**Action item:** Each entry needs to be retyped exactly.

Stored data entries:
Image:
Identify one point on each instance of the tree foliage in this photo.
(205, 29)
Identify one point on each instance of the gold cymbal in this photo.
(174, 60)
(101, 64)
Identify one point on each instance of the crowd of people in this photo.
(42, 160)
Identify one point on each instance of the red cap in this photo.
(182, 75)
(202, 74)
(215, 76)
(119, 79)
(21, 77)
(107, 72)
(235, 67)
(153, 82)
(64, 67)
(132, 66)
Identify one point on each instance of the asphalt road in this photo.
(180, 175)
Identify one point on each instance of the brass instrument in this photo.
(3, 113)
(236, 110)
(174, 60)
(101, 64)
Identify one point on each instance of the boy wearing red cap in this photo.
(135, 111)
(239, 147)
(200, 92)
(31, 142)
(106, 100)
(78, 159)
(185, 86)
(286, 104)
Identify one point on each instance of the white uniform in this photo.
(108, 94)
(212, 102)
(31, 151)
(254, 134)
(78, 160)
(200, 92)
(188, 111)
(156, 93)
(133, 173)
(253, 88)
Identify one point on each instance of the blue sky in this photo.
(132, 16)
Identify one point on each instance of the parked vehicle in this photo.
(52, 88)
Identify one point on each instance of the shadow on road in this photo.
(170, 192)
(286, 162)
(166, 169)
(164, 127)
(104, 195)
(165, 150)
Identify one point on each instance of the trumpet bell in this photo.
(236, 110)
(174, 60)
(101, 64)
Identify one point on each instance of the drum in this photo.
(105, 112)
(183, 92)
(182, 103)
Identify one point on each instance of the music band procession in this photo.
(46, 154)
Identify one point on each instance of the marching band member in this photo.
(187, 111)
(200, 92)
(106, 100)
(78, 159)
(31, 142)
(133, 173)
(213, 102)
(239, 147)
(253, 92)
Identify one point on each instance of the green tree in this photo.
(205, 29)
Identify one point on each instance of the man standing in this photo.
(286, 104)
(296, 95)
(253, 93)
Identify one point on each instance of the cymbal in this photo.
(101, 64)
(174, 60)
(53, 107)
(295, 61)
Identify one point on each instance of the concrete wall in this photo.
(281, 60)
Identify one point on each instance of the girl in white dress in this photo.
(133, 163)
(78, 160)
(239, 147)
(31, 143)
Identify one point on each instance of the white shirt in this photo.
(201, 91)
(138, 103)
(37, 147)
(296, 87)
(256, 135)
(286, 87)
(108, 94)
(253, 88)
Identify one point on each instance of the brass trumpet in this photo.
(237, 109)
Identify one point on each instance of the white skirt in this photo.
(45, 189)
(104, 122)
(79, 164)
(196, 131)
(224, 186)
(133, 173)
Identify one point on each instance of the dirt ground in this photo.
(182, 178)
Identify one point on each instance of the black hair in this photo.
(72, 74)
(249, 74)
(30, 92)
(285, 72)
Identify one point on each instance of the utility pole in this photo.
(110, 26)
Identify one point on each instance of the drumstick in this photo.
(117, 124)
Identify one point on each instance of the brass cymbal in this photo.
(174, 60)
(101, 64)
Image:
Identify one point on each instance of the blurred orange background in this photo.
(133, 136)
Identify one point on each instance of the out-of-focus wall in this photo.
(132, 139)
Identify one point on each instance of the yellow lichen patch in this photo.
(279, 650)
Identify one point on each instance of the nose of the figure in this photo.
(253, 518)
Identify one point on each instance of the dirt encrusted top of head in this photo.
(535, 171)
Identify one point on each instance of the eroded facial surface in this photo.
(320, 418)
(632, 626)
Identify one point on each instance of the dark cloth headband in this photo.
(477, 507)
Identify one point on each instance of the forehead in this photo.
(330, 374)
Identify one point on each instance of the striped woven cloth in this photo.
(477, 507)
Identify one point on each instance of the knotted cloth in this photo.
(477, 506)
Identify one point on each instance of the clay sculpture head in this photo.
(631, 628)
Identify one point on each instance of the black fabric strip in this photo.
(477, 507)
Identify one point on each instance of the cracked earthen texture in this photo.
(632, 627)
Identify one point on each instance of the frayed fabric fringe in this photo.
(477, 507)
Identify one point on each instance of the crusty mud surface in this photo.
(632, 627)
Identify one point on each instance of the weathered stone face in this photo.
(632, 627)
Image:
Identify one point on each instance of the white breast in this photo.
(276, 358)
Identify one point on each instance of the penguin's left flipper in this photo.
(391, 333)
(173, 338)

**Answer for this exercise:**
Image:
Identify one point on each instance of the tree foliage in this photo.
(205, 29)
Identify one point on each instance of the gold cymbal in this photo.
(174, 60)
(101, 64)
Identify one point on each instance of the crowd of people in this photo.
(42, 160)
Identify one point on each instance of the red cap in this photo.
(182, 75)
(202, 74)
(215, 76)
(119, 79)
(21, 77)
(107, 72)
(235, 67)
(153, 82)
(64, 67)
(132, 66)
Identify one point on each instance of the asphalt road in this photo.
(180, 175)
Identify one point on each instance of the brass instrument in this photo.
(3, 113)
(236, 110)
(174, 60)
(101, 64)
Identify one point on each instance of the boy wearing red cap in this photo.
(135, 111)
(239, 147)
(200, 92)
(31, 142)
(106, 100)
(78, 159)
(185, 86)
(286, 104)
Identify one point on each instance of the white uniform in this photo.
(108, 94)
(212, 102)
(31, 151)
(254, 134)
(78, 160)
(200, 92)
(188, 111)
(156, 93)
(133, 173)
(253, 88)
Identify one point on each instance of the blue sky in this photo.
(132, 16)
Identify one point on each instance of the parked vehicle in this photo.
(52, 88)
Identify one point on each instance of the shadow on road in this photo.
(170, 192)
(286, 162)
(166, 169)
(164, 127)
(104, 195)
(165, 150)
Identify one point on each instance of the trumpet bell in this photo.
(236, 110)
(174, 60)
(101, 64)
Identify one point on each instance of the drum in this photo.
(105, 112)
(183, 92)
(182, 103)
Identify one point on each instance of the music band procession in this photo.
(46, 154)
Identify one point on each instance of the marching band member in this photo.
(187, 111)
(200, 92)
(106, 100)
(78, 159)
(31, 142)
(133, 173)
(213, 102)
(239, 147)
(253, 92)
Identify one point on each instance of the green tree in this photo.
(205, 29)
Identify one point on each instance of the man standing in this photo.
(286, 104)
(296, 95)
(253, 93)
Identify one point on each instance of the cymbal in this photo.
(101, 64)
(174, 60)
(53, 107)
(295, 61)
Identify one point on each instance of the concrete wall in this photo.
(281, 60)
Identify one point on each instance of the girl in white dress in this photo.
(133, 163)
(78, 160)
(239, 147)
(31, 143)
Identify one point on each instance of the white shirt in this photo.
(201, 91)
(138, 103)
(37, 147)
(296, 87)
(256, 135)
(286, 87)
(108, 94)
(253, 88)
Identify one point on each instance of the brass trumpet in this photo.
(237, 109)
Identify one point on each instance of the white skirt in this photo.
(45, 189)
(104, 122)
(79, 164)
(196, 131)
(224, 186)
(133, 173)
Identify one point on each instance of the dirt ground in this photo.
(182, 178)
Identify one point on each instance of the black hair in this photo.
(72, 74)
(249, 74)
(30, 92)
(285, 72)
Identify one point on each instance of the utility pole in this photo.
(110, 26)
Identify one point on each instance of the drumstick in this photo.
(117, 124)
Identify one point on each instance of the brass cymbal in this photo.
(174, 60)
(101, 64)
Image:
Identify one point on each instance of the blurred orange background in this photo.
(133, 136)
Identify one point on each instance of the out-of-focus wall in this photo.
(132, 139)
Identify one point on each instance of the yellow lichen patch in this photo.
(279, 650)
Identify one point on each instance of the nose of the figure in this photo.
(253, 518)
Identify one point on each instance of the dirt encrusted top of head in this photo.
(535, 171)
Identify one point on each instance of the eroded facial surface in this photo.
(320, 418)
(632, 626)
Identify one point on each instance of the dark cloth headband in this photo.
(477, 507)
Identify one point on each instance of the forehead in this photo.
(330, 374)
Identify one point on each instance of the striped woven cloth in this photo.
(477, 507)
Identify one point on each instance of the knotted cloth in this photo.
(477, 506)
Identify one point on each instance of the clay sculpture head in this photo.
(631, 628)
Identify one point on each instance of the black fabric strip in this photo.
(477, 507)
Identify one point on each instance of the cracked earthen texture in this photo.
(632, 627)
Identify one point on each instance of the frayed fabric fringe in this photo.
(477, 507)
Identify one point on each instance of the crusty mud surface in this photo.
(632, 627)
Identify one point on each instance of the weathered stone face in this photo.
(632, 627)
Image:
Identify one point on each instance of the white breast in this photo.
(276, 358)
Identify one point on each instance of the penguin's left flipper in this photo.
(391, 333)
(173, 338)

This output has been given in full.